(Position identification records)
● ● ● ● ●

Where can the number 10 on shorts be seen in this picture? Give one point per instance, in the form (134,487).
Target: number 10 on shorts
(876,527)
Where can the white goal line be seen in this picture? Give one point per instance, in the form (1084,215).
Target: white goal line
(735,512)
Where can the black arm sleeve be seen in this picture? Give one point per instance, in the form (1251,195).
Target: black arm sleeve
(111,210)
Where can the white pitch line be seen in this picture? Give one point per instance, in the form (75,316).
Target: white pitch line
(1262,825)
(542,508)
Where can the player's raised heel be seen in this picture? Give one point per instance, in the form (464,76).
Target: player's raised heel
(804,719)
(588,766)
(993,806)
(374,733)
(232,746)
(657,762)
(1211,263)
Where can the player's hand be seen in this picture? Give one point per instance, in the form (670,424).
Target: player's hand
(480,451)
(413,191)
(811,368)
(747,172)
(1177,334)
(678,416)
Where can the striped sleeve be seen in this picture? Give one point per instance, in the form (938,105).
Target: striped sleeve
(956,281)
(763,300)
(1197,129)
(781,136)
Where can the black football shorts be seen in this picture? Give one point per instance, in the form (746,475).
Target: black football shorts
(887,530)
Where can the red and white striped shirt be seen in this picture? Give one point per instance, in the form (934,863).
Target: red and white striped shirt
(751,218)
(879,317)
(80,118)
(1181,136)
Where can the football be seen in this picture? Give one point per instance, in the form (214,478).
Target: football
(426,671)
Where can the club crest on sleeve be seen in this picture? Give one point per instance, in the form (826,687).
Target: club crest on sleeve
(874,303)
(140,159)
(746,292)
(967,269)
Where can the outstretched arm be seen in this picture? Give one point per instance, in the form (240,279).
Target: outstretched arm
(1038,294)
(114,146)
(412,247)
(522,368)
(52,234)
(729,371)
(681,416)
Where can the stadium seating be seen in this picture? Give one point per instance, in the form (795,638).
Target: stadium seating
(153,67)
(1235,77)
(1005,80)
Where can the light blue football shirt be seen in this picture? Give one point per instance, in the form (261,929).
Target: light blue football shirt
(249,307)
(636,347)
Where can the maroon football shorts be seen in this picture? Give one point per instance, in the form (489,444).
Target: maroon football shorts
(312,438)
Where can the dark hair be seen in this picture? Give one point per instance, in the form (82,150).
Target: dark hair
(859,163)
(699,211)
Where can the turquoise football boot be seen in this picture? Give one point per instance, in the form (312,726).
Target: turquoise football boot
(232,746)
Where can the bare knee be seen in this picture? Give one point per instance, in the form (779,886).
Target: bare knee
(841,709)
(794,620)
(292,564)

● ● ● ● ●

PROBLEM DESCRIPTION | Please output the entire listing exactly as it stands.

RESULT FOR THIS EXERCISE |
Where can the number 10 on shorts be seen in this picture? Give one point per instance, in the form (134,487).
Target: number 10 on shorts
(876,527)
Where can the white goal line be seen in this picture? Give one point per instance, in the form (1084,215).
Target: white goal line
(735,512)
Where can the black arm sleeve be seen in this picture? Give one point per instance, in the form (1251,195).
Target: black arm sleeve
(111,210)
Where can the white pitch line be seen in this picture? Give one point per instance, in the form (75,316).
Target: white pitch line
(1262,825)
(542,508)
Where can the player's raised heel be seen in this picture? Give one point per instance, in the form (464,76).
Target: player's raised heel
(804,719)
(588,766)
(993,806)
(374,733)
(232,746)
(657,762)
(1211,263)
Where can the player's hand be seen in this picture? Give one point per instance, in the form (670,424).
Target: player's hand
(480,451)
(413,191)
(811,368)
(747,172)
(1177,334)
(678,416)
Where can the striped sleeve be seen in this picture? Give one point per instance, in the form (938,105).
Target: striped sleeve
(956,281)
(763,300)
(1197,129)
(781,136)
Where can the black football shorts be seen in this picture? Give one point per instance, in the form (746,475).
Target: black football shorts
(887,530)
Where can the red and white striped shirt be seen in this picture? Give one point per instance, in the form (934,863).
Target: red and white striped shirt
(751,218)
(879,317)
(80,118)
(1181,136)
Where can the football be seen in this picture? Give one point per instance, in the form (214,478).
Target: football
(426,671)
Where can the club crest on sleeve be seen in this picture? Give one point per instance, in the form (826,687).
Target: club crest on sleeve
(874,303)
(140,159)
(746,292)
(967,269)
Where can the outstretched arm be seen in this picture? Give one point per instance, in the form (240,279).
Target: outstretched arm
(1038,294)
(114,146)
(412,247)
(522,368)
(52,234)
(729,371)
(681,416)
Where can the stadium seating be seen in this picture? Give one point per instance, in the form (795,638).
Target: stadium seating
(153,67)
(1235,77)
(1005,80)
Where can the light blue football shirt be seen in this picture? Give one point per instance, in the form (261,929).
Target: light blue football shirt
(249,307)
(636,347)
Where can the maroon football shorts be seen in this picture? Give one point per instance, in the form (489,444).
Target: maroon football shorts
(312,438)
Where can the dark hair be seen in this picture? Give one point per instance, in the form (82,150).
Target: dark hair
(859,163)
(699,211)
Where can the turquoise football boot be seen in this picture? Give one point per instance, in the form (312,726).
Target: turquoise football boot
(232,746)
Where can the bare knee be seen in this picture? Give one point per instance, in the form (779,886).
Target: bare knee
(841,709)
(794,620)
(292,564)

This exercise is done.